▸ **DOCUMENTO**
Los amaichas, privilegiados

Sin embargo, sobre la comunidad de los Amaichas cayó un castigo menos pesado, porque su separación de las tierras naturales fue provisoria y en la llanura cercana a Calchaquí. Por una disputa sucesoria entre encomenderos, los amaichas pudieron continuar un tiempo más en el valle del Yocavil, ya que Francisco Abreu, quien demostró que era el verdadero heredero de la encomienda que administraba a esta colectividad en su propia tierra, intentaba persuadir a los jueces de que no habían participado en la rebelión para no perder a sus trabajadores con la desnaturalzación de los indígenas. Un acuerdo ecléctico, mientras el juicio seguía ventilándose en Buenos Aires, permitió a los amaichas que se radicasen en 1669 en los llanos de Lules sin perder su territorio de altura y sin que el encomendero Abreu perdiese jurisdicción sobre ellos, porque las tierras bajas también estaban incluían en su encomienda. Las demás colectividades sufrieron la misma suerte definitiva de los quilmes.

▸ **REGISTROS DE DATOS**
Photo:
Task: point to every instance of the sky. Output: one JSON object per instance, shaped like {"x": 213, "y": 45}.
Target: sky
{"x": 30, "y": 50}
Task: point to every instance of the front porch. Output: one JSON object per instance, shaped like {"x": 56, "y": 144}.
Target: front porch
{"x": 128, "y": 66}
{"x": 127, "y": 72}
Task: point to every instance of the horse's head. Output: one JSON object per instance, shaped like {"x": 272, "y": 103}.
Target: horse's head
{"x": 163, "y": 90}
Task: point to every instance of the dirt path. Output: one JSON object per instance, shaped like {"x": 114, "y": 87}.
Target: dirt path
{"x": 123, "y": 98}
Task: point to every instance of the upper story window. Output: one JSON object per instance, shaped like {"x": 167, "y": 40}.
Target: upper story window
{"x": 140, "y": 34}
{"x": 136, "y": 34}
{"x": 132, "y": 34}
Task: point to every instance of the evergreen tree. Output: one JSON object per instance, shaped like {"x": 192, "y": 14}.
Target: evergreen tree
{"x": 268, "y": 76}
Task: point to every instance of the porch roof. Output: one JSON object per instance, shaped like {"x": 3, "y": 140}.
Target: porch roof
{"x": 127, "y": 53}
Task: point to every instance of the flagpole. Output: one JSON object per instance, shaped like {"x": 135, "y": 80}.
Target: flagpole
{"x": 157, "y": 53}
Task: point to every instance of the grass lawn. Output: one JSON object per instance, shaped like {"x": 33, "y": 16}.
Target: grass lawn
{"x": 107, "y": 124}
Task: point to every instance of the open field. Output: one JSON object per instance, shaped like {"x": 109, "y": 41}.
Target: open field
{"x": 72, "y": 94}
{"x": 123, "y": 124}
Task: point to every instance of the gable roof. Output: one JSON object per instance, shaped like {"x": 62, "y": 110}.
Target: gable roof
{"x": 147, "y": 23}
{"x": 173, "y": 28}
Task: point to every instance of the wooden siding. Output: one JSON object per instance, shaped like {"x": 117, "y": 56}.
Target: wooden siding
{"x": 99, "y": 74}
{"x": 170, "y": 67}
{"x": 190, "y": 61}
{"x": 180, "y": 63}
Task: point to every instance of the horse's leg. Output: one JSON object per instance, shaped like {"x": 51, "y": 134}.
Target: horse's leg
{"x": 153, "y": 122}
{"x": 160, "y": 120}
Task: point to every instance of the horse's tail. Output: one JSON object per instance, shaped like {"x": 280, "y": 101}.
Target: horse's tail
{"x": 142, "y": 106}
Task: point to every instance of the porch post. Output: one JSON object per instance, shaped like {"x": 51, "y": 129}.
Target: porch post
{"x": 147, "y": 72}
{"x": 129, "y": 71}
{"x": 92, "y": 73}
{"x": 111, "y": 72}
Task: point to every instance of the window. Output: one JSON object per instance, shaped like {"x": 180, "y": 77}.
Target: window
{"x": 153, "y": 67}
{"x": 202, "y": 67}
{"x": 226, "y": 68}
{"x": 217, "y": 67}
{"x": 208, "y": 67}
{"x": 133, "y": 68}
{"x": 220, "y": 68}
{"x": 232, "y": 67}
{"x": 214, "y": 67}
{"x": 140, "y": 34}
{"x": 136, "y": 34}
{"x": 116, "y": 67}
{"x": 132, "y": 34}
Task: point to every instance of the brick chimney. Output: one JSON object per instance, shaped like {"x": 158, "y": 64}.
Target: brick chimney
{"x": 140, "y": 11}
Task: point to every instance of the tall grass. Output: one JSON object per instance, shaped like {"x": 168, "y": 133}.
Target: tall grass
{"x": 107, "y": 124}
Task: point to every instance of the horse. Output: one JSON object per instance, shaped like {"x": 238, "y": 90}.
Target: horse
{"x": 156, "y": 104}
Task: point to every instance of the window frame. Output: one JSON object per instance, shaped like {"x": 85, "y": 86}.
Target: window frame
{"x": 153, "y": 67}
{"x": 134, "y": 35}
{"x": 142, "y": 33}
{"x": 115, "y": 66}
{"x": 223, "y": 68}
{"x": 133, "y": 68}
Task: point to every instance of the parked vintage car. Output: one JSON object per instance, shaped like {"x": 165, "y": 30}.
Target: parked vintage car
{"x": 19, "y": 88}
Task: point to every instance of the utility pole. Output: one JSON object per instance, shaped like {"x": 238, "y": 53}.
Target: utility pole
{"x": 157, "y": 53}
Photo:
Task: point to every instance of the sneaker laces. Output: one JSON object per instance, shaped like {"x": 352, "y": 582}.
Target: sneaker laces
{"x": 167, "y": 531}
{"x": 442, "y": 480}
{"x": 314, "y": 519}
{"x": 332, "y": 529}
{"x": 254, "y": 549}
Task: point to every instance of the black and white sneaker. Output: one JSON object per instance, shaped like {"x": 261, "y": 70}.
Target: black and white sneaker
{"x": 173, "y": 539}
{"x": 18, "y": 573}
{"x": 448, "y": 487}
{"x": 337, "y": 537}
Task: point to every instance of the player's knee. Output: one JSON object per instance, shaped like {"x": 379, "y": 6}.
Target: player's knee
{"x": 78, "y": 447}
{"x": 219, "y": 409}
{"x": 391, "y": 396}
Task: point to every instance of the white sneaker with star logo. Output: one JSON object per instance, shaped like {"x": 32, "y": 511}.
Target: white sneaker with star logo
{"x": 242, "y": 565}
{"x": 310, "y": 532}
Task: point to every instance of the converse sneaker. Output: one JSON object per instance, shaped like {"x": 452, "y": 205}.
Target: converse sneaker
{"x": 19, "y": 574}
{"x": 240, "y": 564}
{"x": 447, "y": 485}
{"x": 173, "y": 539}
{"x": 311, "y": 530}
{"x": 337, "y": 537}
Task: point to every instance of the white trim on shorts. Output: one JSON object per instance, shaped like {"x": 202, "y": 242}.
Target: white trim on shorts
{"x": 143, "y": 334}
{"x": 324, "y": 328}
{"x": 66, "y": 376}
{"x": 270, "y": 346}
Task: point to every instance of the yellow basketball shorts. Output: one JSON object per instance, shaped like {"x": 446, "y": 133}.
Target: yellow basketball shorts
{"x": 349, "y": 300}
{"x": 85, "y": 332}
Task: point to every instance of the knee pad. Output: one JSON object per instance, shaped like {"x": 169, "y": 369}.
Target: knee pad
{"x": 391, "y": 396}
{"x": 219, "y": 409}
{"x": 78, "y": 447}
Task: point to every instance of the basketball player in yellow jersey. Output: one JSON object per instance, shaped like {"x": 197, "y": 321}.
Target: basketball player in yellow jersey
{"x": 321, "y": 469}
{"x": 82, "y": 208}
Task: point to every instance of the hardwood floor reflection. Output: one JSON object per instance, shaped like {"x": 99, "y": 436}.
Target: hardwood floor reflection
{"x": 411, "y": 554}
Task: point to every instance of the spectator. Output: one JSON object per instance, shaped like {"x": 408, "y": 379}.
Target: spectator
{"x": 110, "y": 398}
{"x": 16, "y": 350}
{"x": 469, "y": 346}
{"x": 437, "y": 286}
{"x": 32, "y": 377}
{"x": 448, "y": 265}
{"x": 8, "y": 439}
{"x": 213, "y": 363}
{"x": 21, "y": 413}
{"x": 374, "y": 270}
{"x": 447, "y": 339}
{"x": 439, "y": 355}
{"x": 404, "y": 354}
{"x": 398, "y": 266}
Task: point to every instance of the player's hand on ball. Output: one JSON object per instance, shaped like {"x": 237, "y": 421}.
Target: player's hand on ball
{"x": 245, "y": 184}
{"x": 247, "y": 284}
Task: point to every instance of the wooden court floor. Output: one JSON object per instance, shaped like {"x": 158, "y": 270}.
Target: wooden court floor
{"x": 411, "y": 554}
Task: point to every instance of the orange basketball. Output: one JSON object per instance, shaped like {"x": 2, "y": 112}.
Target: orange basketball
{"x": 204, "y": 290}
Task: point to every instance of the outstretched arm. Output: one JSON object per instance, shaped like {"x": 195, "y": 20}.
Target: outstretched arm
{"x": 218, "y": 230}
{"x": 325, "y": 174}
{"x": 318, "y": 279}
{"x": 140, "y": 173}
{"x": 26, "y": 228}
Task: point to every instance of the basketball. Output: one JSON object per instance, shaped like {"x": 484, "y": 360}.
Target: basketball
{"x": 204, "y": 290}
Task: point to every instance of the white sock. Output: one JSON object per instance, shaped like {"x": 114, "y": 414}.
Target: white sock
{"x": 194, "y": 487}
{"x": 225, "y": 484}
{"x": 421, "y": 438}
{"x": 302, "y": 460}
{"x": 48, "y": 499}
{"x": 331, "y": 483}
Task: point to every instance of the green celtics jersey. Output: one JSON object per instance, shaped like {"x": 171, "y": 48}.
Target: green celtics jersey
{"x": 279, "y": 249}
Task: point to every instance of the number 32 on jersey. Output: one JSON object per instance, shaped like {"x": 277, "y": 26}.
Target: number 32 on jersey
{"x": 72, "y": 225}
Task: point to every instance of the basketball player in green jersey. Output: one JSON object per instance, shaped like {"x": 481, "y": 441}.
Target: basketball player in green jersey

▸ **REQUISITOS DE TAREA**
Responda estas preguntas según el texto sobre los amaichas:
(a) ¿En qué año se radicaron los amaichas en los llanos de Lules?
(b) ¿En qué ciudad seguía ventilándose el juicio?
(c) ¿Qué suerte sufrieron las demás colectividades?

▸ **RESULTADO CORRECTO**
(a) En 1669.
(b) En Buenos Aires.
(c) La misma suerte definitiva de los quilmes.